══ Source data ══

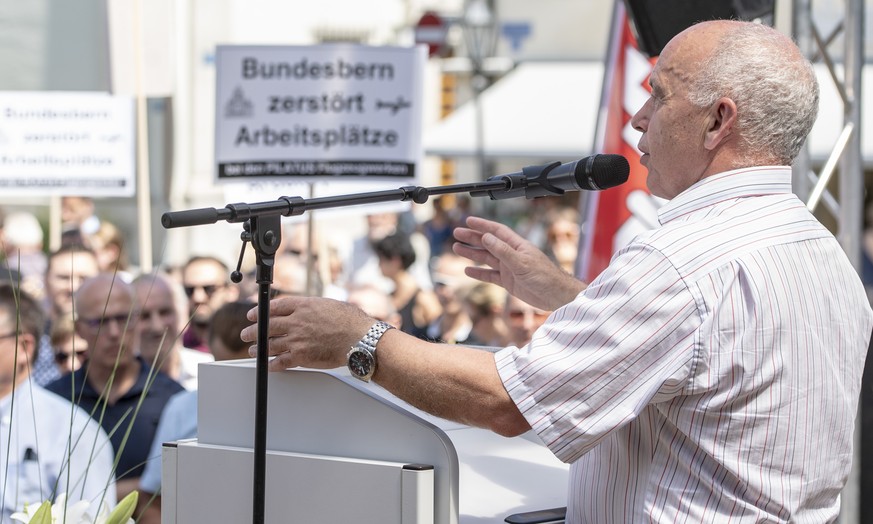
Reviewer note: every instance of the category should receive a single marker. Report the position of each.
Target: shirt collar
(729, 185)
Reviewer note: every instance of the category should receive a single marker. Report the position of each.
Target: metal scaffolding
(842, 199)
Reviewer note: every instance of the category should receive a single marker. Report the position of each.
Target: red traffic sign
(431, 30)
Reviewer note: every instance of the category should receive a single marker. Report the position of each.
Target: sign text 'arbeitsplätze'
(334, 110)
(66, 143)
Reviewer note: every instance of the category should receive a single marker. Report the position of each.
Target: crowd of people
(124, 347)
(710, 374)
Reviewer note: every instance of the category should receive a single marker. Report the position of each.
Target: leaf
(124, 510)
(43, 515)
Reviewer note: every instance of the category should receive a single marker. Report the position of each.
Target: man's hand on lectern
(309, 332)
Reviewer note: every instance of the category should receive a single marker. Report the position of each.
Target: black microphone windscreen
(608, 170)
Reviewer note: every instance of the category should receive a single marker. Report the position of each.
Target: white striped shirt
(712, 372)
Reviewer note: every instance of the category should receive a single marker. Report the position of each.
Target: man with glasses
(66, 269)
(118, 388)
(206, 284)
(160, 340)
(37, 428)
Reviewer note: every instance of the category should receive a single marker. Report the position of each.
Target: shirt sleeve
(625, 342)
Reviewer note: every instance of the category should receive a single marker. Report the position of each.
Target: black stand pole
(266, 233)
(263, 229)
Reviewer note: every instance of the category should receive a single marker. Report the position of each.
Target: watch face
(360, 363)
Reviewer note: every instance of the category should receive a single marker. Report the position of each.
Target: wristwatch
(362, 356)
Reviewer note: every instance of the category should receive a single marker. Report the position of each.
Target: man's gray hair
(772, 84)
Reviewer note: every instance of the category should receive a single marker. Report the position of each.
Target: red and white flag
(614, 216)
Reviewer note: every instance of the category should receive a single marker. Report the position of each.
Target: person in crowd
(48, 447)
(450, 284)
(69, 349)
(66, 269)
(376, 304)
(206, 282)
(362, 264)
(22, 243)
(417, 307)
(562, 237)
(667, 382)
(291, 277)
(160, 337)
(484, 304)
(438, 228)
(78, 214)
(117, 387)
(179, 419)
(522, 320)
(319, 254)
(107, 242)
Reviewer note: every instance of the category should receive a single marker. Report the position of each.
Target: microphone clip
(538, 177)
(532, 182)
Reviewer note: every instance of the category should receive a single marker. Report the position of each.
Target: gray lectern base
(340, 450)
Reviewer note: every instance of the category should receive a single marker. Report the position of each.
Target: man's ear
(722, 118)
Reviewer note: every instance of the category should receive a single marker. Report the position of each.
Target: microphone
(593, 173)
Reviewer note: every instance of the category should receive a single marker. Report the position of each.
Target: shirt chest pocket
(24, 485)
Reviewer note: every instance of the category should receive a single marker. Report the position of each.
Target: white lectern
(340, 450)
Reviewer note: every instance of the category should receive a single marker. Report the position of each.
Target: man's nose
(640, 120)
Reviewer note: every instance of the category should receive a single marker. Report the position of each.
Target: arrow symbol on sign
(401, 103)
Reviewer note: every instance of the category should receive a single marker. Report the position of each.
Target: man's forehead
(73, 263)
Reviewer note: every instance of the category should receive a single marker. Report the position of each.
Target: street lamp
(479, 25)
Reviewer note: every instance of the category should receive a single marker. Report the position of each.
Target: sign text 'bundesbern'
(66, 143)
(318, 111)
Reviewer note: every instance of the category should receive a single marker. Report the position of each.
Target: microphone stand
(262, 227)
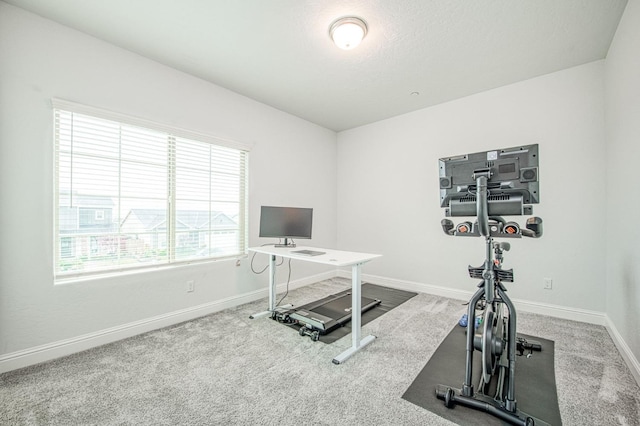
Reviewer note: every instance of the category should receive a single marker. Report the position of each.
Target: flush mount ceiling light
(348, 32)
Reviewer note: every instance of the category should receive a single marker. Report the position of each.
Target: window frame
(62, 254)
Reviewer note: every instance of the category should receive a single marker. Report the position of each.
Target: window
(134, 194)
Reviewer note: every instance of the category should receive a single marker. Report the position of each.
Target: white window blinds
(131, 194)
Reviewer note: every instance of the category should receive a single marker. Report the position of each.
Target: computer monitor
(286, 222)
(513, 181)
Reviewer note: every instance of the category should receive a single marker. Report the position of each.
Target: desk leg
(356, 317)
(272, 290)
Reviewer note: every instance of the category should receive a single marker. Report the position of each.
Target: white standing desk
(331, 257)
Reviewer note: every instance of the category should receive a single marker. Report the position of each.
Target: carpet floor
(227, 369)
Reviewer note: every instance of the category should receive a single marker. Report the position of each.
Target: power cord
(274, 273)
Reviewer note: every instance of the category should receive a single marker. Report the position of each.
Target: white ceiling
(279, 52)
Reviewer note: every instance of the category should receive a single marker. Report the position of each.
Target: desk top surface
(330, 256)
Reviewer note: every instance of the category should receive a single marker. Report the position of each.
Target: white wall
(39, 60)
(623, 180)
(388, 197)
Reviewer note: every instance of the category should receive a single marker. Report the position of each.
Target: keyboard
(308, 252)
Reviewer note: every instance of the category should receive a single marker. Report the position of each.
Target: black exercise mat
(390, 298)
(536, 392)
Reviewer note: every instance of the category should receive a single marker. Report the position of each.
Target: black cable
(288, 281)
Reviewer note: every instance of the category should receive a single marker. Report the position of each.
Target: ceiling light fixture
(348, 32)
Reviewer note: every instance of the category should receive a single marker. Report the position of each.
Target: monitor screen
(512, 184)
(285, 222)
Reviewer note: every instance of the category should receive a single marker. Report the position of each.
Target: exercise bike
(495, 336)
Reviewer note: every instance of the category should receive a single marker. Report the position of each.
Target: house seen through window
(133, 196)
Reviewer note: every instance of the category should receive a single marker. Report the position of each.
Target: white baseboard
(581, 315)
(50, 351)
(625, 351)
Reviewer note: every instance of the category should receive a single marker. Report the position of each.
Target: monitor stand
(287, 243)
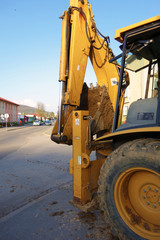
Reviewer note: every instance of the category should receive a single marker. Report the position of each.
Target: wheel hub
(150, 195)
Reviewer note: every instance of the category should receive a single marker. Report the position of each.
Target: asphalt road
(35, 190)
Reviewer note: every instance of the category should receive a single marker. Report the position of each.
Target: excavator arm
(80, 40)
(84, 113)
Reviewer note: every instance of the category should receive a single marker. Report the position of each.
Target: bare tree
(40, 110)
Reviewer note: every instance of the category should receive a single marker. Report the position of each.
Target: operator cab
(141, 59)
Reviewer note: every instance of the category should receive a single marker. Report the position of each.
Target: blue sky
(30, 38)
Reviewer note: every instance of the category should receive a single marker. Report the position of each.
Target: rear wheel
(129, 190)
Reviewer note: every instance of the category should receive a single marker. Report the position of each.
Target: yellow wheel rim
(137, 199)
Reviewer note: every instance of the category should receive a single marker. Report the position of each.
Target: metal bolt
(154, 205)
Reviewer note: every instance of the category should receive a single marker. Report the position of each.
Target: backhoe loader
(126, 171)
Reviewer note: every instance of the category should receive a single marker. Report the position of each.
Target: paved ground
(35, 190)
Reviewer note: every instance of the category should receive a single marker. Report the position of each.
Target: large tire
(129, 190)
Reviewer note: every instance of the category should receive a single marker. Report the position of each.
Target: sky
(30, 40)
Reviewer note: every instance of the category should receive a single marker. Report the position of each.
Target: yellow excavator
(126, 171)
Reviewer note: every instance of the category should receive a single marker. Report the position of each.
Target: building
(9, 107)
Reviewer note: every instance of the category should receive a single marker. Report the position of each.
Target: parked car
(36, 123)
(47, 122)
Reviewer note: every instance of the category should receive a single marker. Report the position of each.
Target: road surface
(35, 190)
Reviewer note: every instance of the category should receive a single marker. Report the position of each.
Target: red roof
(5, 100)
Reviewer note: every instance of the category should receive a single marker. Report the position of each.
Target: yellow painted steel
(137, 199)
(85, 172)
(119, 34)
(62, 70)
(128, 132)
(79, 46)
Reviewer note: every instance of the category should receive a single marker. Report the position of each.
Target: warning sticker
(79, 160)
(113, 81)
(77, 121)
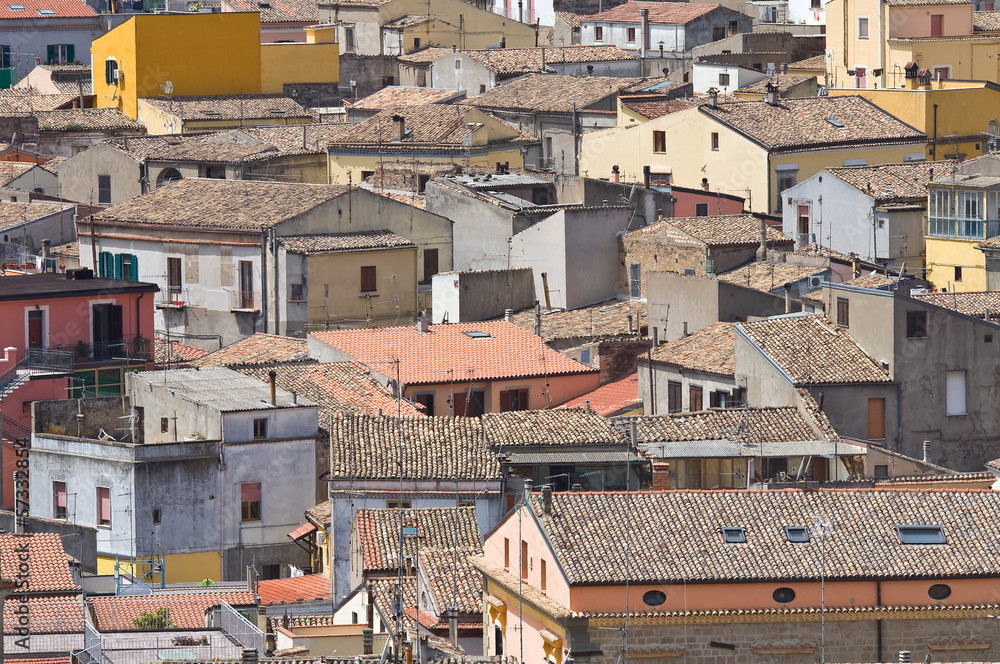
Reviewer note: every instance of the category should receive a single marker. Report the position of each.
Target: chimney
(771, 96)
(643, 32)
(400, 122)
(762, 249)
(661, 476)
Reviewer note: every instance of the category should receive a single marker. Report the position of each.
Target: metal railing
(245, 632)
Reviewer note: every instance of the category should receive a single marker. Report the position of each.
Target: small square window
(797, 533)
(734, 536)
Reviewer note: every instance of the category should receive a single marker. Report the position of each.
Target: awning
(302, 531)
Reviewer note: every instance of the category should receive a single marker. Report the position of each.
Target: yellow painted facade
(945, 254)
(739, 166)
(964, 112)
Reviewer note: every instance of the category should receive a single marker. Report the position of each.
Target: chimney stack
(661, 476)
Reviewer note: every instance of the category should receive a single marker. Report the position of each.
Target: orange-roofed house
(464, 369)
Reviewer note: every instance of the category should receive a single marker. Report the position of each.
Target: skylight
(797, 533)
(921, 535)
(734, 536)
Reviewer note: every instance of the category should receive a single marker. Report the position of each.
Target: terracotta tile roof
(280, 11)
(398, 95)
(894, 182)
(86, 119)
(716, 231)
(452, 580)
(229, 107)
(241, 205)
(815, 62)
(444, 124)
(811, 349)
(17, 101)
(680, 529)
(986, 21)
(611, 398)
(767, 276)
(813, 122)
(653, 109)
(172, 352)
(337, 388)
(709, 350)
(549, 92)
(433, 448)
(446, 352)
(344, 242)
(606, 319)
(562, 426)
(257, 349)
(971, 304)
(659, 12)
(751, 425)
(185, 611)
(47, 615)
(308, 588)
(15, 214)
(60, 8)
(49, 564)
(378, 533)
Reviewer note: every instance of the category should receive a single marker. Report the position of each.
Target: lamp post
(822, 529)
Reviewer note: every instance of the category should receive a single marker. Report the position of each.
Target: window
(916, 324)
(921, 535)
(103, 506)
(430, 263)
(368, 281)
(843, 312)
(659, 141)
(674, 404)
(695, 398)
(955, 389)
(427, 401)
(513, 400)
(250, 501)
(634, 280)
(59, 500)
(734, 536)
(796, 534)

═══

## Work instructions
Pull out each row above that contains the word "chimney", copying it in full.

## Exercise output
Target: chimney
Target: chimney stack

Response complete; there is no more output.